# GOAL
Return word for word the lines of the items below, from the line with "Q: For each instance of the dark" to the line with "x=150, y=45", including both of those lines.
** Start of STORED ROWS **
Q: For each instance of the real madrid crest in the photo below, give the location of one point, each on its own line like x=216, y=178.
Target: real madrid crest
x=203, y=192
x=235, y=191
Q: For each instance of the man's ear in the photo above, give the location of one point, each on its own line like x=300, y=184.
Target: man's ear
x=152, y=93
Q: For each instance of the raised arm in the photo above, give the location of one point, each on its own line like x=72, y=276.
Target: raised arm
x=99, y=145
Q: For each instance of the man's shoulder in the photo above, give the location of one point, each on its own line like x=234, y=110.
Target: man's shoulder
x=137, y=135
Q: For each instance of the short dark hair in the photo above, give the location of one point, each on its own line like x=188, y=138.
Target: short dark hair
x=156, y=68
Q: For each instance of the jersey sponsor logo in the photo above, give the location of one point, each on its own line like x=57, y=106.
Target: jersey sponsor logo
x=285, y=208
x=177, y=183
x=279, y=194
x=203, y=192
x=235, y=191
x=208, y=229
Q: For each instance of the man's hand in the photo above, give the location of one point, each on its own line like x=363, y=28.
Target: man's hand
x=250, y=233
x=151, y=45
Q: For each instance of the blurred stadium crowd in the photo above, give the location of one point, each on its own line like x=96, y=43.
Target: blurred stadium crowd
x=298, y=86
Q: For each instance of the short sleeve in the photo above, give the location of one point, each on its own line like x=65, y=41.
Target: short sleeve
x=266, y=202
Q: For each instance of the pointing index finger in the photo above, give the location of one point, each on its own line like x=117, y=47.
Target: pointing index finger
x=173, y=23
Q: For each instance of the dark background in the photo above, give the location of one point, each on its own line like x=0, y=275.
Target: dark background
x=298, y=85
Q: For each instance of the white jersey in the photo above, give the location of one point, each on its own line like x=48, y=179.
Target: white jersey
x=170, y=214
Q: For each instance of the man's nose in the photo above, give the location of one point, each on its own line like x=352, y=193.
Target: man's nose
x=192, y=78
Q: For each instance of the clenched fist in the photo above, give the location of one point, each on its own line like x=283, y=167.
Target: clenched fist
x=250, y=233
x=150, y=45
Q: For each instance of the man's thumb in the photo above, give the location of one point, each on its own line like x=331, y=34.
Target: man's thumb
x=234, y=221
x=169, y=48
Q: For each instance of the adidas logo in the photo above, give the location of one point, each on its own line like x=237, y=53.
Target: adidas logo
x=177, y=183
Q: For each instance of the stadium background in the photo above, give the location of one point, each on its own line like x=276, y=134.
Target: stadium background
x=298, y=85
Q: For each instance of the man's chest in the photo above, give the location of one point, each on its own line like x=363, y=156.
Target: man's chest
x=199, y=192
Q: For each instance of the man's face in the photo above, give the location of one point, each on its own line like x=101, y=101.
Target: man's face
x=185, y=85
** End of STORED ROWS **
# TASK RESULT
Q: For each instance of the dark background in the photo above, give the location of one point, each on its own line like x=0, y=275.
Target: dark background
x=298, y=85
Q: For each instance of the white jersey in the photo above, give the location of one point, each on its own line like x=48, y=179.
Target: white jersey
x=170, y=214
Q: For each instance of the man's nose in the photo above, give the location of one point, each on its own line like x=352, y=193.
Target: man's nose
x=192, y=78
Q: For each instance of the clenched fist in the photo above, give the location of one point, each on its own line like x=283, y=167.
Target: clenched fist
x=250, y=233
x=150, y=45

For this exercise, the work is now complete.